# SELECTED EXCERPT:
===
8.5 Using the glmnet
package
We still use the prostate cancer data prostate
data. The dataset contains 8 explanatory variables and one outcome lpsa
, the log prostate-specific antigen value. We fit the model using the glmnet
package. The tuning parameter can be selected using cross-validation with the cv.glmnet
function. You can specify nfolds
for the number of folds in the cross-validation. The default is 10. For Lasso, we should use alpha = 1
, while alpha = 0
is for Ridge. However, it is the default value that you do not need to specify.
library(glmnet)
set.seed(3)
fit2 = cv.glmnet(data.matrix(prostate[, 1:8]), prostate$lpsa, nfolds = 10, alpha = 1)
The left plot demonstrates how \(\lambda\) changes the cross-validation error. There are two vertical lines, which represents lambda.min
and lambda.1se
respectively. The right plot shows how \(\lambda\) changes the parameter values, with each line representing a variable. The x-axis in the figure is in terms of \(\log(\lambda)\), hence their is a larger penalty to the right. Note that the glmnet
package uses \(1/(2n)\) in the loss function instead of \(1/n\), hence the corresponding soft-thresholding function would reduce the magnitude of \(\lambda\) by \(\lambda\) instead of half of it. Moreover, the package will perform scaling before the model fitting, which essentially changes the corresponding one-variable OLS solution. The solution on the original scale will be retrieved once the entire solution path is finished. However, we usually do not need to worry about these computationally issues in practice. The main advantage of Lasso is shown here that the model can be sparse, with some parameter estimates shrunk to exactly 0.
We can obtain the estimated coefficients from the best \(\lambda\) value. Similar to the ridge regression example, there are two popular options, lambda.min
and lambda.1se
. The first one is the value that minimizes the cross-validation error, the second one is slightly more conservative, which gives larger penalty value with more shrinkage. You can notice that lambda.min
contains more nonzero parameters.
===
# RECORDS:
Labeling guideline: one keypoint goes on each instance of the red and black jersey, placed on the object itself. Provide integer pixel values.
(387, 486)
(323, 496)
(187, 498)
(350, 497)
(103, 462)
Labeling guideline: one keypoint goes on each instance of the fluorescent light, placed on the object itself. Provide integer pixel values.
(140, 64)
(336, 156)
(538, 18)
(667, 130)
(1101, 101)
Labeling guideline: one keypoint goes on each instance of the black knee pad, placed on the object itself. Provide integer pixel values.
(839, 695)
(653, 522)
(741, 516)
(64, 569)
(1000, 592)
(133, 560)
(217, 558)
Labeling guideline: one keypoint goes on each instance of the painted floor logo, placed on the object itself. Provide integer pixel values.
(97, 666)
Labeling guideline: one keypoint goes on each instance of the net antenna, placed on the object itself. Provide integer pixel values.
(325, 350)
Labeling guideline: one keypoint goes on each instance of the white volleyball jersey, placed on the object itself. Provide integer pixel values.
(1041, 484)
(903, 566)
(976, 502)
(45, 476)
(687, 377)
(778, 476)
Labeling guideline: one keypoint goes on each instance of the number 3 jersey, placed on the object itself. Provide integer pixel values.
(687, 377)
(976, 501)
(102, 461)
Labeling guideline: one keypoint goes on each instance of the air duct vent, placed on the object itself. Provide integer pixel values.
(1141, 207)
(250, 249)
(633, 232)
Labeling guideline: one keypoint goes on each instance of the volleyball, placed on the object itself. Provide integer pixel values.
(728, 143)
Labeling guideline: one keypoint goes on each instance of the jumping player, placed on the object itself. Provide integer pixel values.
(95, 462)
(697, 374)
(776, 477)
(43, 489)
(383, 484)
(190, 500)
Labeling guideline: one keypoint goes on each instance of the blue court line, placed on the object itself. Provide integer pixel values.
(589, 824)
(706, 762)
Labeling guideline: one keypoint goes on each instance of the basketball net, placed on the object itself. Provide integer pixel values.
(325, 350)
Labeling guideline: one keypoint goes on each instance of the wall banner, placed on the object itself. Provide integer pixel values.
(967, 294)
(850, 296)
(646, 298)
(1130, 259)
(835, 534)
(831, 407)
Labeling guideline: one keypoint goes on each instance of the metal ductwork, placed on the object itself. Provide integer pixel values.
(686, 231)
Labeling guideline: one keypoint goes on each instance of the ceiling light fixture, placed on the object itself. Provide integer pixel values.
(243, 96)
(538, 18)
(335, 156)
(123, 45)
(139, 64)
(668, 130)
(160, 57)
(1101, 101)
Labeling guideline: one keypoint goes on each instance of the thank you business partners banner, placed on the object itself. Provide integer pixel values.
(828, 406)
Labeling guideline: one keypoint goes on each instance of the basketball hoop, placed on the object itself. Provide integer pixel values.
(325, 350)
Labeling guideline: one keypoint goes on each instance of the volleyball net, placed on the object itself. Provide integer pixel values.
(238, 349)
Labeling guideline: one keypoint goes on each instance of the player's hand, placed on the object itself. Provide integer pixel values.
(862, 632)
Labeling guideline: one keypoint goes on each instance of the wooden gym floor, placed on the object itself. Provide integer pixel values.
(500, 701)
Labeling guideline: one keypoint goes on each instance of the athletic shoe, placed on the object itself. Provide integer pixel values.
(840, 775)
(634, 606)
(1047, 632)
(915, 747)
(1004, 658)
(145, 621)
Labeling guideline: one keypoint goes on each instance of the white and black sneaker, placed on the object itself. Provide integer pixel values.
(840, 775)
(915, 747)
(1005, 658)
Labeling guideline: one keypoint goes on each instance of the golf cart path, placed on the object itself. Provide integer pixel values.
===
Reproduce the passage of the glmnet excerpt starting with "8.5 Using the" and going on through "library(glmnet)".

# REPLY TO THE EXERCISE:
8.5 Using the glmnet
package
We still use the prostate cancer data prostate
data. The dataset contains 8 explanatory variables and one outcome lpsa
, the log prostate-specific antigen value. We fit the model using the glmnet
package. The tuning parameter can be selected using cross-validation with the cv.glmnet
function. You can specify nfolds
for the number of folds in the cross-validation. The default is 10. For Lasso, we should use alpha = 1
, while alpha = 0
is for Ridge. However, it is the default value that you do not need to specify.
library(glmnet)